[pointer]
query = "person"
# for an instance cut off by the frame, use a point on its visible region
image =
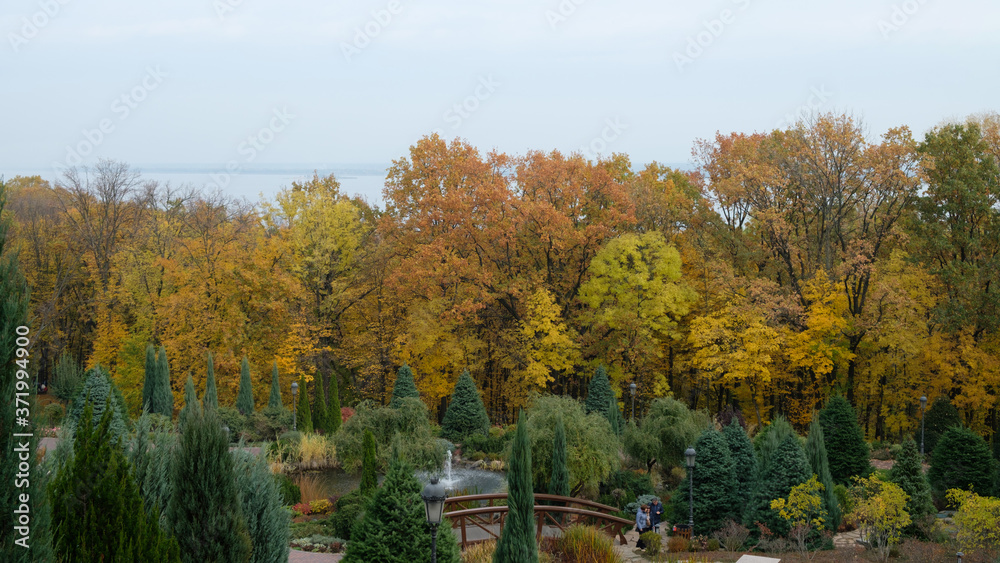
(642, 524)
(656, 514)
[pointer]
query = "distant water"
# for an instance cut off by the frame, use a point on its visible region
(254, 185)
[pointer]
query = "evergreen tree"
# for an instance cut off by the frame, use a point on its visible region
(466, 414)
(333, 408)
(304, 415)
(204, 511)
(744, 462)
(260, 499)
(517, 539)
(404, 386)
(162, 400)
(820, 464)
(244, 399)
(909, 475)
(559, 482)
(846, 448)
(785, 469)
(190, 400)
(150, 381)
(369, 479)
(211, 398)
(274, 401)
(941, 416)
(961, 460)
(319, 407)
(394, 528)
(14, 306)
(715, 489)
(98, 514)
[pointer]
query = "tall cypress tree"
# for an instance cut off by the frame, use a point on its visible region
(466, 414)
(211, 398)
(274, 401)
(319, 407)
(404, 386)
(14, 303)
(162, 400)
(517, 539)
(820, 464)
(98, 514)
(369, 479)
(244, 399)
(559, 482)
(149, 382)
(394, 528)
(845, 444)
(204, 511)
(744, 462)
(304, 414)
(333, 409)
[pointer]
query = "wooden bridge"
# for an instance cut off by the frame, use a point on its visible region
(479, 519)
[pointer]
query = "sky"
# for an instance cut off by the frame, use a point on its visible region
(249, 85)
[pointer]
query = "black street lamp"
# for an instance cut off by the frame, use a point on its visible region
(689, 455)
(632, 388)
(923, 404)
(434, 496)
(295, 403)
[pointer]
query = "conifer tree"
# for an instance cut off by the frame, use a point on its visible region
(162, 400)
(466, 414)
(150, 381)
(517, 539)
(394, 528)
(961, 460)
(909, 475)
(715, 491)
(559, 482)
(785, 469)
(820, 464)
(98, 514)
(211, 397)
(845, 444)
(274, 401)
(14, 307)
(304, 415)
(744, 462)
(204, 511)
(369, 479)
(333, 408)
(244, 399)
(319, 407)
(404, 386)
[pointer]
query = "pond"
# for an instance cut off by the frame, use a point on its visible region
(335, 482)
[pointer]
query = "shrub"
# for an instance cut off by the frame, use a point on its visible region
(845, 444)
(591, 448)
(466, 414)
(583, 544)
(961, 460)
(733, 535)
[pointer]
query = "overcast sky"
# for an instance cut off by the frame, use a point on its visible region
(331, 83)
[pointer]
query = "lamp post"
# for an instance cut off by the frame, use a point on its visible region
(295, 403)
(434, 496)
(923, 404)
(689, 455)
(632, 389)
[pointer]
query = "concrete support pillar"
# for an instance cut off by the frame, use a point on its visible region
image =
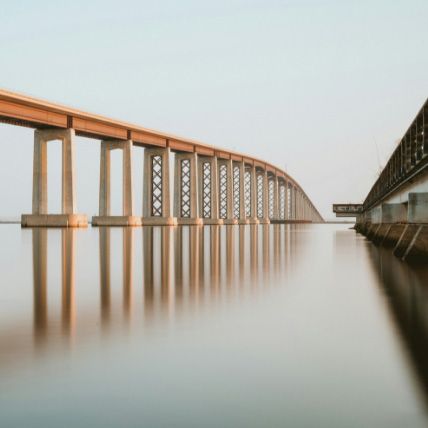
(229, 191)
(265, 218)
(156, 188)
(68, 200)
(208, 192)
(376, 215)
(418, 208)
(253, 198)
(242, 216)
(294, 198)
(286, 207)
(186, 199)
(40, 216)
(105, 218)
(275, 199)
(40, 175)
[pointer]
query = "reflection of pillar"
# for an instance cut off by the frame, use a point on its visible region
(105, 273)
(40, 216)
(201, 256)
(241, 252)
(166, 292)
(286, 204)
(178, 263)
(265, 230)
(215, 255)
(148, 268)
(276, 230)
(230, 259)
(68, 280)
(156, 192)
(193, 260)
(39, 283)
(128, 249)
(254, 230)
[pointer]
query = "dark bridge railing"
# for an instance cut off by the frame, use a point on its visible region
(409, 158)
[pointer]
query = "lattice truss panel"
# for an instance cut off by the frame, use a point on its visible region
(260, 196)
(185, 188)
(236, 191)
(206, 190)
(271, 197)
(157, 186)
(282, 202)
(223, 191)
(247, 193)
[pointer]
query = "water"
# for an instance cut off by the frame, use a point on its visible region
(268, 326)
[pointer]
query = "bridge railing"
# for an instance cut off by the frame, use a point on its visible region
(409, 158)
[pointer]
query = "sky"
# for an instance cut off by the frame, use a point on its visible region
(323, 89)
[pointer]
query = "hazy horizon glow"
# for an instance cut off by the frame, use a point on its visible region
(322, 89)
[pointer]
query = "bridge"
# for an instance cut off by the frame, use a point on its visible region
(211, 185)
(395, 212)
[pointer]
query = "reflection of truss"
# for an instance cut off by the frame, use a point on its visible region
(247, 193)
(223, 191)
(206, 190)
(236, 191)
(157, 186)
(282, 202)
(185, 188)
(271, 197)
(260, 196)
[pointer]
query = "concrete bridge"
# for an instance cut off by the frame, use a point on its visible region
(395, 212)
(211, 185)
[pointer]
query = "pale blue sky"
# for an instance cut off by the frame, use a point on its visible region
(313, 86)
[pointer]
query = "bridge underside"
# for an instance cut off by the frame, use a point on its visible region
(395, 212)
(211, 185)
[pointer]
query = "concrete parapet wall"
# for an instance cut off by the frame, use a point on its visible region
(418, 208)
(409, 241)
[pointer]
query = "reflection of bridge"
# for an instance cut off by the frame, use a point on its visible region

> _PROBLEM DESCRIPTION_
Please give the number of lines in the data where "railing" appears, without any other words.

> _WRITTEN REPLY_
2